* Task set *
A. Answer these about the message on building a C extension and a pure Python package:
(i) What date and time appear under the sender's address?
(ii) Which two wheels does Marco Sulla say he wants to provide?
(iii) What does Thomas Jollans propose as a fallback in place of a wheel?
B. Copy out the passage from "On 10/03/2021 20:57, Mats" to "you doing this?" in the packaging message below, keeping every character as it appears.

Begin Selected passage

How to create both a c extension and a pure python package

Thomas Jollans tjol at tjol.eu
Wed Mar 10 16:45:50 EST 2021


On 10/03/2021 20:57, Mats Wichmann wrote:
> On 3/10/21 11:56 AM, Thomas Jollans wrote:
>> On 10/03/2021 18:42, Marco Sulla wrote:
>>> On Wed, 10 Mar 2021 at 16:45, Thomas Jollans <tjol at tjol.eu> wrote:
>>>> Why are you doing this?
>>>>
>>>> If all you want is for it to be possible to install the package from
>>>> source on a system that can't use the C part, you could just declare
>>>> your extension modules optional
>>> Because I want to provide (at least) two wheels: a wheel for linux
>>> users with the C extension compiled and a generic wheel in pure python
>>> as a fallback for any other architecture.
>>
>> What's wrong with sdist as a fallback rather than a wheel?

End Selected passage
Begin Excerpted data

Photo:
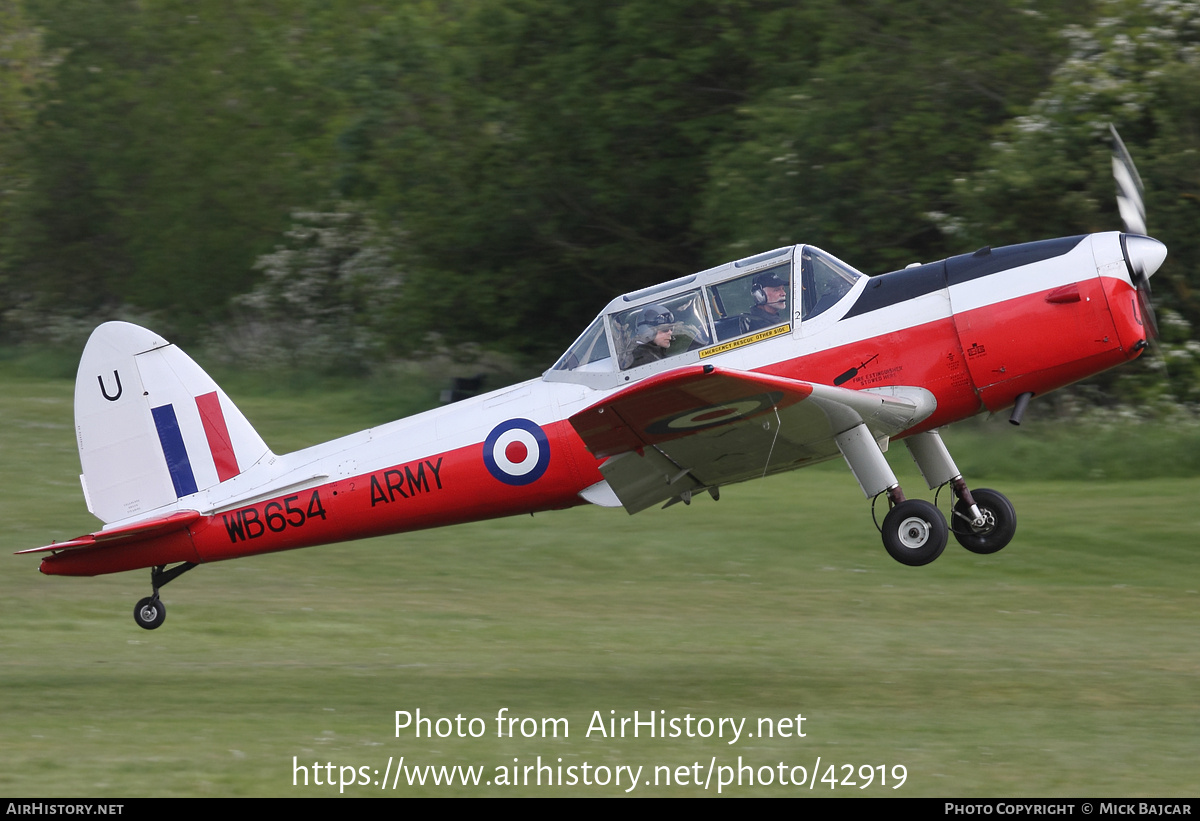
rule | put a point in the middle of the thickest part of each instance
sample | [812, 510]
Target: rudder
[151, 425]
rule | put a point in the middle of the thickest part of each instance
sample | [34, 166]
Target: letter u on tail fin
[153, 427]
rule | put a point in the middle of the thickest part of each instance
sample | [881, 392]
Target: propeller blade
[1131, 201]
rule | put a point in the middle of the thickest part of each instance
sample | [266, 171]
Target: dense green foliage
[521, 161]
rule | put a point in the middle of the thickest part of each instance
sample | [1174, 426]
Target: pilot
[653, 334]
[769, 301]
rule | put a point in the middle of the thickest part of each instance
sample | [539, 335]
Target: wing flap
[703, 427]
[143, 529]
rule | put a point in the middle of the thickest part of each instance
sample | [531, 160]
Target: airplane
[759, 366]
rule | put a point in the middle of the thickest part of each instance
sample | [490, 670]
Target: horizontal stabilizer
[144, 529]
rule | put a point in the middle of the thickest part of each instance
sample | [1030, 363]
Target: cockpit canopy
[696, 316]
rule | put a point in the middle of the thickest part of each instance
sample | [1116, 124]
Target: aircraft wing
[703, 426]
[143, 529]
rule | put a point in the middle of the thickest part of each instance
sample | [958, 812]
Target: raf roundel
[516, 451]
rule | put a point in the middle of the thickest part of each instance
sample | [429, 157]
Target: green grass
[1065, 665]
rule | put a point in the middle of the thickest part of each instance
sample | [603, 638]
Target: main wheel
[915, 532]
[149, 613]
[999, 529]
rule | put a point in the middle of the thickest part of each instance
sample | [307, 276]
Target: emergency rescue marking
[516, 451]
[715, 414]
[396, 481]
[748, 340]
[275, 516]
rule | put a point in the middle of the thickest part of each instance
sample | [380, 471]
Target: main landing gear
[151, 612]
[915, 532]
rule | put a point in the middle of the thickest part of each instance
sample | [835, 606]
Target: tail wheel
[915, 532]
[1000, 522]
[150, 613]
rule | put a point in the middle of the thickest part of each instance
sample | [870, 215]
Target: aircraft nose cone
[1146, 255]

End Excerpted data

* Solutions in order *
A.
(i) Wed Mar 10 16:45:50 EST 2021
(ii) A wheel for Linux users with the C extension compiled, and a generic wheel in pure Python as a fallback for any other architecture.
(iii) An sdist.

B.
On 10/03/2021 20:57, Mats Wichmann wrote:
> On 3/10/21 11:56 AM, Thomas Jollans wrote:
>> On 10/03/2021 18:42, Marco Sulla wrote:
>>> On Wed, 10 Mar 2021 at 16:45, Thomas Jollans <tjol at tjol.eu> wrote:
>>>> Why are you doing this?